+++ MATERIAL FOR THE TASK

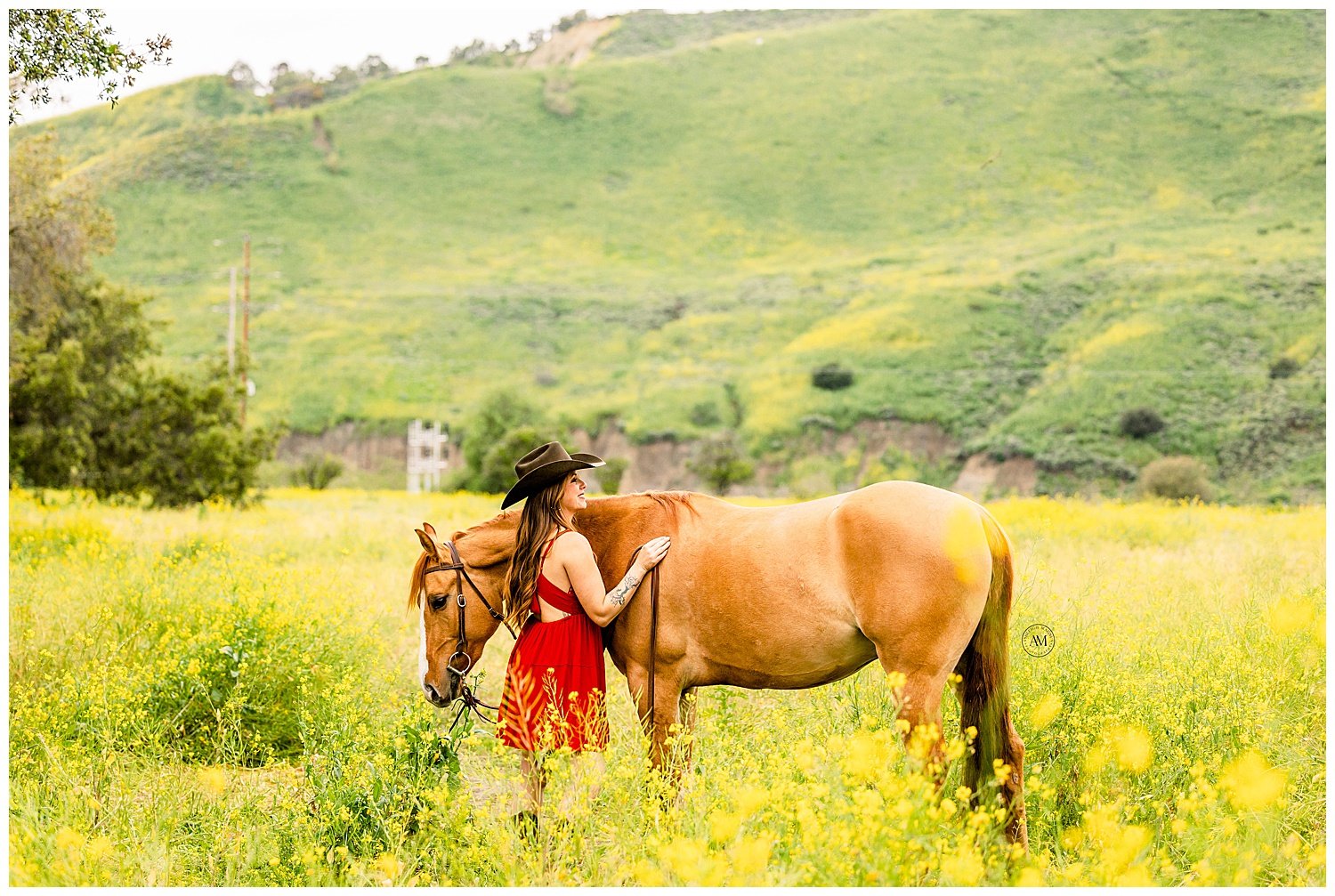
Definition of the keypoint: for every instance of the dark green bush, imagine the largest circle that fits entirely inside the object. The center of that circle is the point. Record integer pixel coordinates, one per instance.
(832, 376)
(1140, 422)
(705, 414)
(317, 472)
(721, 463)
(1177, 479)
(1283, 367)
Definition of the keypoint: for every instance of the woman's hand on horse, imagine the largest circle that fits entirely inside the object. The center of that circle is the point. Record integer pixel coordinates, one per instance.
(653, 552)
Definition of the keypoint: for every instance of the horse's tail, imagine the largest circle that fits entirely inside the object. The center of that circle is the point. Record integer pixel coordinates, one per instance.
(985, 690)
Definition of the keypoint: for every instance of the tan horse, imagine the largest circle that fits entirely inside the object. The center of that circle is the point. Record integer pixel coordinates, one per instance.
(780, 597)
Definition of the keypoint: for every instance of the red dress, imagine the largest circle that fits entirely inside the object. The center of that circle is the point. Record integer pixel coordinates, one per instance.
(555, 682)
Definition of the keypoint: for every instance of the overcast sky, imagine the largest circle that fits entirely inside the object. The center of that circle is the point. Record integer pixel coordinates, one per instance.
(208, 37)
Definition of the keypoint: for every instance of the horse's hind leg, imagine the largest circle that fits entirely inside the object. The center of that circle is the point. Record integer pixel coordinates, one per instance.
(659, 722)
(686, 709)
(920, 706)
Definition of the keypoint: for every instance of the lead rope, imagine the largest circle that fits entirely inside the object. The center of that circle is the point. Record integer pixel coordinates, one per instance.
(653, 634)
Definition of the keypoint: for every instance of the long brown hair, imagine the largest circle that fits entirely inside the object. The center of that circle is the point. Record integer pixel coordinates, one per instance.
(541, 513)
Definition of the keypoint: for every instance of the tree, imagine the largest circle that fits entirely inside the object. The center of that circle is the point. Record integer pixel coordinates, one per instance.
(470, 53)
(179, 440)
(721, 463)
(87, 408)
(55, 224)
(374, 67)
(504, 429)
(342, 80)
(63, 44)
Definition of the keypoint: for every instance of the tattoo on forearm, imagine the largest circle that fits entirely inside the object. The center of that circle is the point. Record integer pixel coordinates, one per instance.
(622, 592)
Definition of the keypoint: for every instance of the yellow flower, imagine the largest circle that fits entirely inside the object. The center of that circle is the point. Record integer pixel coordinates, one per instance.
(96, 848)
(686, 858)
(750, 855)
(750, 799)
(1030, 877)
(1046, 712)
(214, 780)
(646, 874)
(1096, 759)
(963, 867)
(1287, 616)
(723, 826)
(1252, 783)
(1135, 752)
(389, 866)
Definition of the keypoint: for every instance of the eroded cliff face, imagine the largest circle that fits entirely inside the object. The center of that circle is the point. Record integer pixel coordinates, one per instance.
(664, 464)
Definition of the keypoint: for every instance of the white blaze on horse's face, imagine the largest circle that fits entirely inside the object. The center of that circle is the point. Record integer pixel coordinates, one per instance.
(422, 663)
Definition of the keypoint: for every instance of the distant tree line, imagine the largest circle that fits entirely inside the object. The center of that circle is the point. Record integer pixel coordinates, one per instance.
(288, 87)
(90, 405)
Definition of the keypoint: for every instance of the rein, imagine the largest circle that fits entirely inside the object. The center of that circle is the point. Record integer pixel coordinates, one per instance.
(653, 634)
(470, 700)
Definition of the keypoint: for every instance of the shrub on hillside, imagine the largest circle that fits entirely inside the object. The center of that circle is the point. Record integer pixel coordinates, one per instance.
(317, 472)
(705, 414)
(611, 474)
(832, 376)
(1140, 422)
(1177, 479)
(721, 463)
(497, 473)
(1283, 367)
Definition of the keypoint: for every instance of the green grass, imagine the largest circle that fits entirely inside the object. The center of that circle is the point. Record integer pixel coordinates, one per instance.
(1014, 224)
(229, 698)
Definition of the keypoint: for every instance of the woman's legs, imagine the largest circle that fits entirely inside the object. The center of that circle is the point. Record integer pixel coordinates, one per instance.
(529, 797)
(589, 768)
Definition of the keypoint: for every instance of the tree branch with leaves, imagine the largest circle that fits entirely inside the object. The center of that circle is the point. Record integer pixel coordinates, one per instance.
(64, 44)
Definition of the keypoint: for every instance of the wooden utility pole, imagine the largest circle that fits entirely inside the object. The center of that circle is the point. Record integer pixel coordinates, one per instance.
(231, 325)
(245, 325)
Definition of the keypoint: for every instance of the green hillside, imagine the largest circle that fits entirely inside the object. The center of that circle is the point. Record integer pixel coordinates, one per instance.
(1014, 224)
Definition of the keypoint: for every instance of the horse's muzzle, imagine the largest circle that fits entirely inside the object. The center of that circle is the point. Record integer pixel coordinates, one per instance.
(435, 698)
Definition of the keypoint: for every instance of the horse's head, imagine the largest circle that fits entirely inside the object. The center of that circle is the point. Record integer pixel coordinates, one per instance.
(454, 618)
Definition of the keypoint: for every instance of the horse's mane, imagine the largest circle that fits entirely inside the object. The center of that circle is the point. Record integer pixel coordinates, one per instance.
(491, 541)
(418, 583)
(673, 501)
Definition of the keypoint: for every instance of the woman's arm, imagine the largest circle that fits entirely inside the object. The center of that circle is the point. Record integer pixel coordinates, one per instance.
(581, 568)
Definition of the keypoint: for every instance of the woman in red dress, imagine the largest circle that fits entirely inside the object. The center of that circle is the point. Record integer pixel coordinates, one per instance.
(555, 682)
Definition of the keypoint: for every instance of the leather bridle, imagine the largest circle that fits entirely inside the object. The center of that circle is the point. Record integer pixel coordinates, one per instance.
(461, 575)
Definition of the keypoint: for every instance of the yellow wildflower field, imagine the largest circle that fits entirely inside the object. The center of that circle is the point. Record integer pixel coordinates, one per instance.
(229, 698)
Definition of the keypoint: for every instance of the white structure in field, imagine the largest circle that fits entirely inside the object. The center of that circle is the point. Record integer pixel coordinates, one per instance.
(429, 456)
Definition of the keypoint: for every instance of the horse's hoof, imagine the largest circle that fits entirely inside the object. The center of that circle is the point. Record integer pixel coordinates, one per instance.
(525, 824)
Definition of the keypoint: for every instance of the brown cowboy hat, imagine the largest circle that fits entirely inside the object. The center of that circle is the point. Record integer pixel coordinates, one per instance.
(542, 466)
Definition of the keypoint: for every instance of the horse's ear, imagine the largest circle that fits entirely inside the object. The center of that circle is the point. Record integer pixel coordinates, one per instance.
(427, 544)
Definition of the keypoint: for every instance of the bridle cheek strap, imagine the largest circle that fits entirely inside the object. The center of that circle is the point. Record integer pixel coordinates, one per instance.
(456, 565)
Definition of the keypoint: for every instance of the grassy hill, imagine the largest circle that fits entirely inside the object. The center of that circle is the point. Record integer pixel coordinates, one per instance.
(1014, 224)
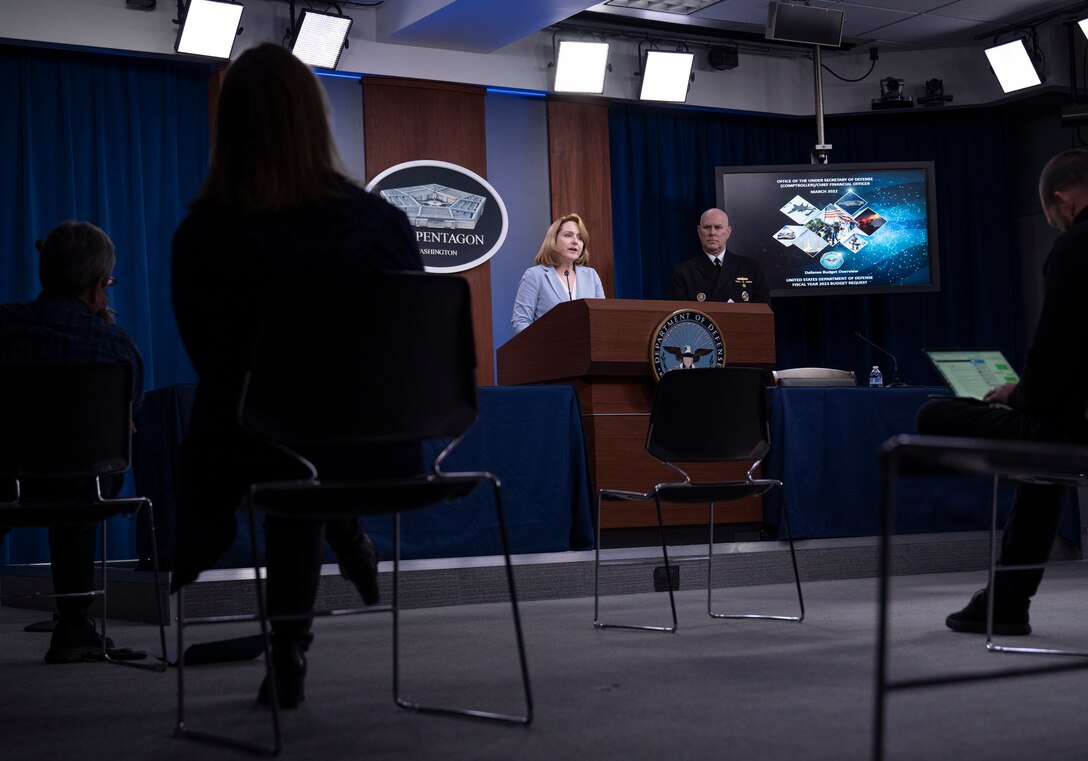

++++++

*PROBLEM TO WORK ON*.
Show every line in the items above that contains the word "green", copying each one in full.

*OUTPUT OF THE EXERCISE*.
Definition of the keypoint: for every instance of the dark green bush, imagine the largest circle that fits entirely inside the object. The center of that circle is the point. Record integer pixel coordinates, one per instance.
Definition of the keypoint: for every instance of the green grass, imagine the largest circle that fits entirely inside the object. The center of that circle is the point. Record integer pixel coordinates, one per instance.
Definition of the keypoint: for every instance of the green hillside, imagine the largest circle that fits entirely inside the object. The center of that circle is the point. Record integer pixel coordinates, one per instance.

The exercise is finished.